Extract provided:
*** Begin section ***

When news broke this week that a partial skull found along the Minnesota River could be 8,000 years old, Samantha Odegard and others in the Upper Sioux Community couldn't help but feel anger and frustration. The remains obviously belonged to one of their ancestors.
Odegard and others from the community, Pezihutazizi Oyate, first learned about the skull in a Facebook post by the Renville County Sheriff's Office. The post included a photo of the bone.
The post was disrespectful, she said, and the intrusive carbon-14 testing done to determine the bone's age was a violation of Native American culture.
"It should have been handled differently," Odegard said. "I know there's a lot of curiosity. But curiosity about Native Americans has been at the root of some immeasurable and horrific actions throughout history, whether through good intentions or bad."
The skull was turned over Thursday to the Upper Sioux Community. "Our relative will be cared for with respect and with reverence," she said.
The story began innocently enough. Two people found it in September while kayaking on the Minnesota River south of Sacred Heart, about 115 miles west of Minneapolis, according to the Facebook post.
The bone was sent to the Midwest Medical Examiner's Office, which determined that it was human, the sheriff's office said. It was then sent to the FBI, where a forensic anthropologist determined it had belonged to a young adult male. A depressed area in the skull was consistent with blunt force trauma, the sheriff's post said.
Although Renville County didn't have an active missing person case, Sheriff Scott Hable told the Washington Post that the skull might help solve a case in a neighboring county from a few years ago.

*** End section ***

Goal of the exercise: In the article about the skull found along the Minnesota River, how did Odegard and others from the Upper Sioux Community first learn about the skull?

Provided data:

*** Begin section ***

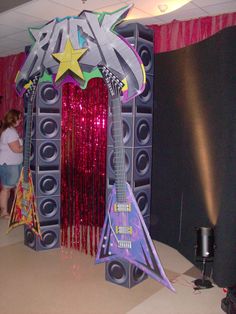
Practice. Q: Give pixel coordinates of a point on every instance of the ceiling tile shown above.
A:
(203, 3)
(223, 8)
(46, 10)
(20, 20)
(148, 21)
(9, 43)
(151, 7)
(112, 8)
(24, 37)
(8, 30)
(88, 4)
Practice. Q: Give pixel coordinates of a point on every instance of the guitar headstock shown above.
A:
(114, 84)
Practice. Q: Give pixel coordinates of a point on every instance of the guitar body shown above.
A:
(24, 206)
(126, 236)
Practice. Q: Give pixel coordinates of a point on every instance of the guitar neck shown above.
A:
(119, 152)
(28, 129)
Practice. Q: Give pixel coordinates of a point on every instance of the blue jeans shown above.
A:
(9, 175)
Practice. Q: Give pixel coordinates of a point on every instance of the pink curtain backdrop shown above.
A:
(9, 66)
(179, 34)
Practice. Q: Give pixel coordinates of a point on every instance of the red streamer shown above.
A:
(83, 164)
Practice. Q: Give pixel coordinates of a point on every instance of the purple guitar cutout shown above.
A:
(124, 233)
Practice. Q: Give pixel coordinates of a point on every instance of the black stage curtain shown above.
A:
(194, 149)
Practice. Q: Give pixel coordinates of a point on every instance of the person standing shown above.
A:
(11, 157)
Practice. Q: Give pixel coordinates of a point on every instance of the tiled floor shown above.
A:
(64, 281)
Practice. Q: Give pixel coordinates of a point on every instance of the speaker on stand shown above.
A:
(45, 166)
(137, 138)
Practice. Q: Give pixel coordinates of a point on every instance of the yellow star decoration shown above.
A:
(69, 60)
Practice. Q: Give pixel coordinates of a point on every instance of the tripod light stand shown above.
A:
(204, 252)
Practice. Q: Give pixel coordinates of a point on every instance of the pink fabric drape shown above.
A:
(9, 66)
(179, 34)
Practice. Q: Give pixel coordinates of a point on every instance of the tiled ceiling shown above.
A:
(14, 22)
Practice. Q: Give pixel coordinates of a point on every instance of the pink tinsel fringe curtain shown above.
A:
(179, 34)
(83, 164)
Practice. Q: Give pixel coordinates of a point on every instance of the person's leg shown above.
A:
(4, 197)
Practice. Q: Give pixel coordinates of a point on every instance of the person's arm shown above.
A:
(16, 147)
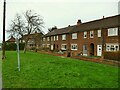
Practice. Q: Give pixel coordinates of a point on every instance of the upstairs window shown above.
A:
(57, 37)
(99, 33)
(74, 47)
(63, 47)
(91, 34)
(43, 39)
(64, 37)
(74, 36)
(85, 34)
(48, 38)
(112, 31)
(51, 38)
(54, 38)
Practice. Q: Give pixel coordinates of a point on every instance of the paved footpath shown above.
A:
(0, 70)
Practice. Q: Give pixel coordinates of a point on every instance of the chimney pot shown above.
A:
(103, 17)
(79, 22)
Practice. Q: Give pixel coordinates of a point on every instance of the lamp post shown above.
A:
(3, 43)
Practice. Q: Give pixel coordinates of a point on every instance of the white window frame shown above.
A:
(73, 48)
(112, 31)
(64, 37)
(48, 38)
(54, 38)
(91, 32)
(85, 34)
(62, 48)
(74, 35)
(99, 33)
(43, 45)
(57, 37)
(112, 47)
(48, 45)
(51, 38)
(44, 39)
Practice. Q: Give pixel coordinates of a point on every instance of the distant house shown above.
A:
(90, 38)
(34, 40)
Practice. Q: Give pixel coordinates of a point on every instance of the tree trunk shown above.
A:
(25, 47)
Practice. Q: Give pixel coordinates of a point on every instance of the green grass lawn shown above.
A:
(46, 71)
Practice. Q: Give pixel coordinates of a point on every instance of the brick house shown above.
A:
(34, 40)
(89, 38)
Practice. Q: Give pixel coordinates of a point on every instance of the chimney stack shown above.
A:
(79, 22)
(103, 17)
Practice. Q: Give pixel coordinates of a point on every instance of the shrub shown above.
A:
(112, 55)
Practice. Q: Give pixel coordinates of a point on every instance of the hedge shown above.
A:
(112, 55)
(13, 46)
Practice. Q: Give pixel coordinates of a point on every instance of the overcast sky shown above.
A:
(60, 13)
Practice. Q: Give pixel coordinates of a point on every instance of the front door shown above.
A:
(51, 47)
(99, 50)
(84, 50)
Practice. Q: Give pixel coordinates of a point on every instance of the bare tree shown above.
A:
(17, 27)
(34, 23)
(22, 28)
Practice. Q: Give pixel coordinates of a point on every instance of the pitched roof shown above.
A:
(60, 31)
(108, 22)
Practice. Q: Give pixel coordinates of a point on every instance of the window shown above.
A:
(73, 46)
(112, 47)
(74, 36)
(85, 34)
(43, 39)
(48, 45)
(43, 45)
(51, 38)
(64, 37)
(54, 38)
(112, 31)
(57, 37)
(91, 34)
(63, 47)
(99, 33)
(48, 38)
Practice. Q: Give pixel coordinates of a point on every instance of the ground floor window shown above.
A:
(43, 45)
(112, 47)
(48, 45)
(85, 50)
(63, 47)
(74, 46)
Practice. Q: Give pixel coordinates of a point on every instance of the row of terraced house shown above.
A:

*** End section ***

Task solution: They first learned about it in a Facebook post by the Renville County Sheriff's Office.